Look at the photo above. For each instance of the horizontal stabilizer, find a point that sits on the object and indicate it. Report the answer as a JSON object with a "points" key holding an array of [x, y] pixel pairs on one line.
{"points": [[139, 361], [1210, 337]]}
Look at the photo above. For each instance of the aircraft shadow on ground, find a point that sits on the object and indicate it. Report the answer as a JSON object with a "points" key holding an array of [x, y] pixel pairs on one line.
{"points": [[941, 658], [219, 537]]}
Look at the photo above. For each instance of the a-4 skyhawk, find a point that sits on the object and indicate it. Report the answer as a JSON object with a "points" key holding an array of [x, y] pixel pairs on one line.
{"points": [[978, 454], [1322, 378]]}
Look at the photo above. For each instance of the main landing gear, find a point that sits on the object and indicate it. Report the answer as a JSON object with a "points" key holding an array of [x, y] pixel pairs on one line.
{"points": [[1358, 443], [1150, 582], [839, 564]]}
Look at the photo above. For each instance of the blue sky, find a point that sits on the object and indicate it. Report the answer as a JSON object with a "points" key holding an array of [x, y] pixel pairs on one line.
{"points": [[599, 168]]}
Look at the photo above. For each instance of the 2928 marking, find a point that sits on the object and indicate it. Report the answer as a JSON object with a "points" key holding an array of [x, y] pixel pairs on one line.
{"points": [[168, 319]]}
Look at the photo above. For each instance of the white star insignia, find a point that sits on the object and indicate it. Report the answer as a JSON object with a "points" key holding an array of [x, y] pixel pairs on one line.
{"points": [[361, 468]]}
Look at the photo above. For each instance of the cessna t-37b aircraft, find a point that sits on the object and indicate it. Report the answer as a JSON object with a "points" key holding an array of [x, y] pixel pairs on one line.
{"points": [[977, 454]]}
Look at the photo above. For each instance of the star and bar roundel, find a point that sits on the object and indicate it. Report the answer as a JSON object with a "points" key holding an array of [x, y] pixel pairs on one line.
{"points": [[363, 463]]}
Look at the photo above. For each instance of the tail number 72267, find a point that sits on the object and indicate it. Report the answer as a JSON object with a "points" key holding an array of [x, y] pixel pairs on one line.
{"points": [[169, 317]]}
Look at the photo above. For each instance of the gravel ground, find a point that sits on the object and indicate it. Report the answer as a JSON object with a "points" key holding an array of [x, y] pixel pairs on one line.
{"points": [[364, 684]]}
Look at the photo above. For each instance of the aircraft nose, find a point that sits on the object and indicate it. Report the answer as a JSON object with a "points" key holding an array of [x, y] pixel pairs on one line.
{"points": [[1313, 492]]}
******
* _Work to complete_
Repeat the material word for word, in full.

* _Written response_
Look at the photo above. For each instance of the horizontal stabilizer, find a point that sits on the object and indicate it. Report the answer as a JSON object with a "points" key holding an array of [x, y] pixel pairs on one line.
{"points": [[139, 361], [1210, 337]]}
Look at the photo above. For each instance of the aircraft shadow on ground, find a point that sits on the object and indicate it. Report the answer as a JSON object with a "points" key holding an array of [x, y] pixel pairs on one line.
{"points": [[941, 658], [219, 537]]}
Look at the photo above. For each instance of the a-4 skyhawk, find a point that sits on the object and indicate it. Report the answer as a JSON object with a "points" key holding an array of [x, y] pixel pairs on one line.
{"points": [[978, 454], [1322, 378]]}
Look at the photo above. For each instance of the main landing gear, find a point that sits on the object and indicate it. Report the answer as a JSON object with a "points" key holding an array of [x, y] pixel pairs on one line.
{"points": [[1358, 443], [1150, 582], [839, 564]]}
Look at the photo above. For each instance of the blue sky, find a point that sits on the object and indicate it. Report the answer as a JSON object with a "points" key holding an array of [x, y] pixel pairs on one line.
{"points": [[599, 168]]}
Look at the photo above. For each instance of the 2928 marking, find a point that sits on the object and indicate it. Report the answer as a JSON object with a "points" key holding an array of [x, y] pixel pairs on one line.
{"points": [[168, 319]]}
Look at the photo above. For each instance of the white star insignia, find a point that sits on the object and indicate it. Report the answer as a JSON object with a "points" key holding an array of [x, y] pixel pairs on one line.
{"points": [[361, 468]]}
Look at the photo above. For each instance of the cessna t-37b aircraft, find a point that sits on the object and indicate it. Report the answer as a JSON object with a "points" key holding an array of [x, y] pixel pairs on one line.
{"points": [[977, 454]]}
Look at the photo above. For each instance of the star and bar roundel, find a point that sits on the object and indicate it. Report the answer as a JSON object with a "points" key holding an array of [x, y] pixel pairs on one line.
{"points": [[363, 463]]}
Look at the photo above. For each instance of the tail number 72267, find a point that sits on the object and indicate it. Report the answer as a JSON object with a "points" key holding an array of [x, y] pixel pairs on one line.
{"points": [[169, 317]]}
Look at the photo above. For each instance of the gravel ground, find a point that sits on the object and indicate it. Report the answer as a JSON object with a "points" key holding an array of [x, y] pixel pairs on one line.
{"points": [[364, 684]]}
Look at the photo above. For each instance of the aircraft nose, find a point that sits on the object and indicate it. Report the answer as a JSON object with a "points" key holding an array of [x, y] pixel pairs on one line.
{"points": [[1313, 492]]}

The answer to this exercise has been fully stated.